START Quoted passage

A. Xylanase activity was assayed with Azo‐Xylan as substrate, pH 5.5 at 50°C, and data regarding the XlnE strain are shown.

B. Protein quantification was assayed by the BCA method. (**) P‐values between 0.01 and 0.001; (****) P‐values <0.0001.

Additionally, we investigated whether the improvement observed in xylanolytic activity resulted because of a specific increase in XlnE production or an increase in total protein secretion. Interestingly, lower protein secretion was observed in the mutant strains, suggesting that single deletions specifically increased the XlnE production (Fig. 2B). On the other hand, no changes in xylanase production, nor in the levels of secreted proteins were observed in the Tpet_0854 mutant strains (Fig. S9).

END Quoted passage
START Data for analysis

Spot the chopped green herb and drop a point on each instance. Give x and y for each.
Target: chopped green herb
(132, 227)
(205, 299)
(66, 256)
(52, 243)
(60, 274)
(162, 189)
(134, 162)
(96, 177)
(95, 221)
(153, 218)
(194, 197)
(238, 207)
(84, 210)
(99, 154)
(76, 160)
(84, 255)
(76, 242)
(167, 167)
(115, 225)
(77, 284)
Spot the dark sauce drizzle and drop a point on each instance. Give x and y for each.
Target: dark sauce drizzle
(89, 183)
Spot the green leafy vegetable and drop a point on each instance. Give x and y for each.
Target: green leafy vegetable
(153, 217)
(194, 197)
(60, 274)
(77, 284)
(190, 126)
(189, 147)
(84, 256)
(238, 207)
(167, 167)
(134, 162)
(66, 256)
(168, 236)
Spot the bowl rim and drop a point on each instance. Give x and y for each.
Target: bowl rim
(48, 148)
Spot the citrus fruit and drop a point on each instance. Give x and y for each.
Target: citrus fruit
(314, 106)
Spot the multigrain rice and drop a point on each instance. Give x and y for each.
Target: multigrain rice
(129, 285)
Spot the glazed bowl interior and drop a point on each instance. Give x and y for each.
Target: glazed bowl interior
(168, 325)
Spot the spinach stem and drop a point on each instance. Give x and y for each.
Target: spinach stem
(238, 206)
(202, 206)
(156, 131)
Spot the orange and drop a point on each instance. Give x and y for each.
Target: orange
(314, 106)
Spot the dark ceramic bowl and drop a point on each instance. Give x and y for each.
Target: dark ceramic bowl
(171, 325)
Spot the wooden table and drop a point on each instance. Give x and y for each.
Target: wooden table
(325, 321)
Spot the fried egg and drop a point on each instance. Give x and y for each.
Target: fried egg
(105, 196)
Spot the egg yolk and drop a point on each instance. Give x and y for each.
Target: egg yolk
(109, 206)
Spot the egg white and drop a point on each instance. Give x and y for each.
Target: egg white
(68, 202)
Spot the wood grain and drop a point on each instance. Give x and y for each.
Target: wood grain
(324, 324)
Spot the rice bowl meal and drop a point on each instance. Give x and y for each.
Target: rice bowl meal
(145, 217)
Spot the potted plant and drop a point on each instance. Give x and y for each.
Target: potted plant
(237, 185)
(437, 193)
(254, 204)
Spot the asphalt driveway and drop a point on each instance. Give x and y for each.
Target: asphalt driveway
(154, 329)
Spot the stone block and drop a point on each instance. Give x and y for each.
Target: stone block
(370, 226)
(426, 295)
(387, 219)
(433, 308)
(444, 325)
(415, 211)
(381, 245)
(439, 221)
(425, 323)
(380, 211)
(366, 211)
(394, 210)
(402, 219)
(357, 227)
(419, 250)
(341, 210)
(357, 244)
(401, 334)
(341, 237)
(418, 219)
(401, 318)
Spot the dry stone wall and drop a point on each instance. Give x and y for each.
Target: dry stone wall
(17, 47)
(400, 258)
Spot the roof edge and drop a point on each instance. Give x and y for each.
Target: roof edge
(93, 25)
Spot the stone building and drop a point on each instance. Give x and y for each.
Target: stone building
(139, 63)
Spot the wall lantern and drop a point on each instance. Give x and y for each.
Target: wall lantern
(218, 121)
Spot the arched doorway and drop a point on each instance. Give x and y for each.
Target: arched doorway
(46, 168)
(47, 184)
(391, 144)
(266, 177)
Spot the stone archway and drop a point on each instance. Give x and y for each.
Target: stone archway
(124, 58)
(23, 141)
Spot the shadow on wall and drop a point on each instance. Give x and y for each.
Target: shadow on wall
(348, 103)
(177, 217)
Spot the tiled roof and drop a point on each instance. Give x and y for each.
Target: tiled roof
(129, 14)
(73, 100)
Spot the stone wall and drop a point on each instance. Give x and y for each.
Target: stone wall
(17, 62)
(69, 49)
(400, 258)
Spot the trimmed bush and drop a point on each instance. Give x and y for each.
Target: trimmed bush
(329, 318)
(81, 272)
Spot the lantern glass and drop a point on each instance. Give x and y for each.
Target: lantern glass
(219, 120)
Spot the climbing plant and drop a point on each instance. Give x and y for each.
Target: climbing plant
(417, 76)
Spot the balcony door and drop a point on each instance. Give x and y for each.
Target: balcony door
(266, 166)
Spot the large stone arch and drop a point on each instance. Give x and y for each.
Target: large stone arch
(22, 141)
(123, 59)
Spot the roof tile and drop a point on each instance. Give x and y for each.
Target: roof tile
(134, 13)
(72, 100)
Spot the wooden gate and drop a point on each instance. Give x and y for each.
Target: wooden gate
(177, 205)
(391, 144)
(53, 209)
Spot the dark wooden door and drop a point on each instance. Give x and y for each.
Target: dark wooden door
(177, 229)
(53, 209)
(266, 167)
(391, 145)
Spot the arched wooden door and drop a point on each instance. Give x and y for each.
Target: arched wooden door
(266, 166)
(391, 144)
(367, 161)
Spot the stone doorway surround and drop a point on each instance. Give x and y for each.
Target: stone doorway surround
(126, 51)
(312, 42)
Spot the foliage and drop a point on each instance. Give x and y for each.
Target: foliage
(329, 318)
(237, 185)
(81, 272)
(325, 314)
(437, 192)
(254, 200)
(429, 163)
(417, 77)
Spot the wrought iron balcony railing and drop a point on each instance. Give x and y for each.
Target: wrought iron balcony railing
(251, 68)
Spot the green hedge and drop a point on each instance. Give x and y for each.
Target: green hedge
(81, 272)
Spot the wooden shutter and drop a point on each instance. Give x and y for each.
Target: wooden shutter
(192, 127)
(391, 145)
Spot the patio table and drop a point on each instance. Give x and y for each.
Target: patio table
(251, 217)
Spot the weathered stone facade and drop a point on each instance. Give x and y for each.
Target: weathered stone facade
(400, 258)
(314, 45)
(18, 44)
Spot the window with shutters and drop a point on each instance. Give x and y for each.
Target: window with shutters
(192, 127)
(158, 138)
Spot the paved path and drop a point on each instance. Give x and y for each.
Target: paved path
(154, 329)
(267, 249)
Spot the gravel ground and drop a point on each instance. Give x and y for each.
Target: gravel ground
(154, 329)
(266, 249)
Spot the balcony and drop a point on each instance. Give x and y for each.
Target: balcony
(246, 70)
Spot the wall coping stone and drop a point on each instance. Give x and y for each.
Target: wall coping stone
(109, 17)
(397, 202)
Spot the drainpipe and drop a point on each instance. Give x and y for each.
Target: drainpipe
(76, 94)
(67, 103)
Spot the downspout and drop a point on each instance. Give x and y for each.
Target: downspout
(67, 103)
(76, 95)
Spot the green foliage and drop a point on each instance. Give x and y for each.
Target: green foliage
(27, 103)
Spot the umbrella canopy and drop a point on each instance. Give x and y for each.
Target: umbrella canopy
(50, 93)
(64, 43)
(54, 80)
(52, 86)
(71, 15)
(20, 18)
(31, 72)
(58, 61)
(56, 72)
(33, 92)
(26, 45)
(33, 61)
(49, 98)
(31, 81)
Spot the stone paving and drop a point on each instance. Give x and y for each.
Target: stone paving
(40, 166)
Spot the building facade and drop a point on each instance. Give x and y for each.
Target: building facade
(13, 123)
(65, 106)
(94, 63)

END Data for analysis

**Goal of the exercise**:
Could you extend the passage on XlnE xylanase production in the mutant strains, picking up right after its last sentence? The records aren't needed for anything here.

**Expected output**:
In an attempt to address how the single deletions increased secretion of the homologous xylanase, we investigated the presence of UPREs in the promoters of pbnA, cypA, ydjA and trxA genes using the JASPAR database (Khan et al., 2018). Our analysis of A. nidulans promoters using the UPREs motifs found in Aspergillus niger was inconclusive. Thus, we used the hac1 upstream consensus sequence from S. cerevisiae (profile MA0310.1) as a model and the highest relative score was found for the following motifs: GACACGTC (0.969), AACACGTC (0.937), GCCACGTA (0.955), AACACATA (0.802), ACCACGTT (0.900), CCCACGTT (0.854) and GACACGTA (0.984) in the promoters of bipA, pdiA, hacA, pbnA, ydjA, trxA and cypA, respectively, suggesting that these genes may be regulated by UPR. The CACGT motif was not found in the pbnA promoter, suggesting that this gene is probably independent of hacA‐mediated UPR (Fig. 3A).

Figure 3.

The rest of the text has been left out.